▶ _Verifique seu entendimento_
- A) Segundo o texto sobre semaglutida e saúde bucal, após cerca de quantas semanas de tratamento as três pacientes do estudo publicado no Journal of Dental Sciences desenvolveram xerostomia severa?
- B) Continue o texto sobre semaglutida e saúde bucal a partir do ponto em que ele termina.
***** Trecho selecionado
Odontologia - 01.06.2025
Ozempic e saúde bucal: o que se sabe sobre os possíveis efeitos colaterais da semaglutida
Medicamentos à base de semaglutida, como Ozempic e Wegovy, têm revolucionado o tratamento do diabetes e da obesidade. Mas manifestações como boca seca, refluxo ácido e disgeusia vêm despertando a atenção da Odontologia — e exigem olhar clínico atento

Medicamentos injetáveis à base de semaglutida, como Ozempic e Wegovy, têm sido amplamente prescritos nos últimos anos para o tratamento do diabetes tipo 2 e, mais recentemente, da obesidade. Com eficácia comprovada na redução da glicemia, no controle do apetite e até na prevenção de eventos cardiovasculares, a substância ganhou notoriedade mundial — e chegou a novos perfis de pacientes, inclusive fora do escopo original da indicação clínica.
Com o uso cada vez mais disseminado, surgem também relatos de efeitos colaterais ainda pouco descritos em estudos de larga escala, incluindo manifestações na cavidade bucal. Entre os sintomas apontados estão xerostomia, disgeusia, halitose, sensibilidade dentária e, em alguns casos, erosão ácida. Esses relatos, inicialmente isolados, vêm se acumulando na literatura e na prática clínica.
Nos Estados Unidos e no Reino Unido, o termo informal “Ozempic teeth” passou a circular na mídia, como nas reportagens do New York Post e do The Independent, em referência a queixas orais recorrentes entre pacientes em uso da medicação. Apesar de não técnico, o termo reflete a crescente preocupação com possíveis efeitos secundários de uma classe terapêutica em ampla expansão.
Na literatura científica, um dos primeiros registros formais foi publicado no Journal of Dental Sciences, em 2023, e relatou três casos clínicos de mulheres com sobrepeso que desenvolveram xerostomia severa após cerca de 11 semanas de tratamento com semaglutida. Os sintomas incluíam saliva espessa, ardência bucal e dificuldade para deglutição. Em todos os casos, houve regressão com interrupção do medicamento ou tratamento com pilocarpina. Embora pontual, o estudo acende o alerta para o impacto na função salivar — essencial para proteção do esmalte, controle do pH e manutenção da microbiota oral.
Outro ponto frequentemente relatado é o refluxo gastroesofágico, um efeito adverso já previsto na bula da semaglutida aprovada pela Agência Nacional de Vigilância Sanitária (Anvisa). Embora manifestações orais ainda não sejam mencionadas entre os principais eventos descritos, a presença de refluxo, náuseas e distensão abdominal — todos efeitos gastrointestinais comuns — pode favorecer quadros de desmineralização do esmalte, erosão ácida e hipersensibilidade dentinária, sobretudo em pacientes com histórico gástrico ou salivar comprometido.
**********
***** Dados fornecidos
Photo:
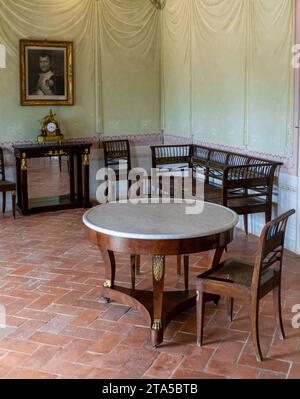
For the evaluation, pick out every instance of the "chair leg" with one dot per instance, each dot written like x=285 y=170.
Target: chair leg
x=3 y=201
x=277 y=310
x=186 y=271
x=246 y=224
x=13 y=202
x=254 y=330
x=178 y=265
x=138 y=264
x=200 y=317
x=230 y=308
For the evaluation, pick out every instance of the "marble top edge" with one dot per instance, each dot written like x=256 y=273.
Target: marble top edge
x=126 y=225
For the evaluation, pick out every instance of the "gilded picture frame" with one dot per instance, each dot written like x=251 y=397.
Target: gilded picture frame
x=46 y=72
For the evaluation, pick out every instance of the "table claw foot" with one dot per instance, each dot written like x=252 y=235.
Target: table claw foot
x=216 y=299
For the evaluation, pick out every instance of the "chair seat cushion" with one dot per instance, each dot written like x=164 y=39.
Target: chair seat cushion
x=237 y=271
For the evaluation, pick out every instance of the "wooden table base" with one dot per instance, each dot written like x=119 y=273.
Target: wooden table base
x=174 y=302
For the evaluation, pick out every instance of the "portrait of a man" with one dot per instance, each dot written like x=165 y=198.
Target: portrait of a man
x=48 y=82
x=46 y=73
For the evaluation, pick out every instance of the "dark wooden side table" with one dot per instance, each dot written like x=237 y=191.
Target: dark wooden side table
x=79 y=156
x=157 y=230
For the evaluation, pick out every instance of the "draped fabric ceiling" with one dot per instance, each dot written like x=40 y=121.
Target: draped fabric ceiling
x=218 y=70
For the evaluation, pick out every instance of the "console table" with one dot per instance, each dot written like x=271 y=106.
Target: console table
x=78 y=197
x=157 y=230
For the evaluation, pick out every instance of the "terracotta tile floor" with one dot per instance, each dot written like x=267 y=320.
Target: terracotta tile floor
x=59 y=327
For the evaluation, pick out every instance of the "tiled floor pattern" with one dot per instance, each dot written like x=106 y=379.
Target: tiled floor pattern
x=59 y=327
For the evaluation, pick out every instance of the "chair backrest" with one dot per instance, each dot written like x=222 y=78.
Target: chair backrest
x=115 y=151
x=171 y=154
x=271 y=247
x=2 y=169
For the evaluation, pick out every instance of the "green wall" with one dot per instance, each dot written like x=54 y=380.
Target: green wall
x=116 y=65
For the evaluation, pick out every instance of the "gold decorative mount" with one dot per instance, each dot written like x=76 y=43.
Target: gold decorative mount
x=157 y=325
x=107 y=284
x=53 y=153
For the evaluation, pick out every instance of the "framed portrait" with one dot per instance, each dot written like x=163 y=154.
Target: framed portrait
x=46 y=72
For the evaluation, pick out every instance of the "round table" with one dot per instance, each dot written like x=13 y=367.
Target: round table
x=157 y=229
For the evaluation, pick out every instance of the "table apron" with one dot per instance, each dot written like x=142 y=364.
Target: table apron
x=160 y=247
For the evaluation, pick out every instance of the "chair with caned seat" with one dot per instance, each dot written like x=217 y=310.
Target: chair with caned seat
x=117 y=152
x=237 y=279
x=5 y=186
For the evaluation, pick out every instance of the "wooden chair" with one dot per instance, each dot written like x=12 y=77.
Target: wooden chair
x=6 y=186
x=116 y=151
x=235 y=278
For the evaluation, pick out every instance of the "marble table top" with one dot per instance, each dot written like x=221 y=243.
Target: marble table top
x=160 y=221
**********
▶ _Respostas das tarefas_
- A) Após cerca de 11 semanas.

- B)
Análises internacionais de farmacovigilância também vêm destacando o aumento de notificações envolvendo medicamentos agonistas de GLP-1. Um estudo publicado no início deste ano, apontou a ocorrência de eventos adversos otorrinolaringológicos, como boca seca, disgeusia e refluxo ácido, entre usuários da classe, reforçando a importância da vigilância multidisciplinar contínua, especialmente diante de sintomas não clássicos.
O médico e pesquisador japonês Hiroshi Bando publicou um artigo recente no qual descreve o fenômeno “Ozempic tongue”, relacionado a alterações do paladar — geralmente metálico ou amargo — que, embora leves, afetam a qualidade de vida de alguns pacientes e podem influenciar na adesão terapêutica. No mesmo trabalho, o autor chama atenção para outros sintomas, como halitose e redução salivar, que também podem impactar a saúde bucal e a dinâmica alimentar.
Embora ainda não haja consenso científico sobre a causalidade direta desses efeitos, os indícios apontam para um campo emergente de investigação. A maioria dos dados disponíveis vem de relatos clínicos, observações sistemáticas e pequenas séries de casos — mas já é suficiente para sugerir atenção.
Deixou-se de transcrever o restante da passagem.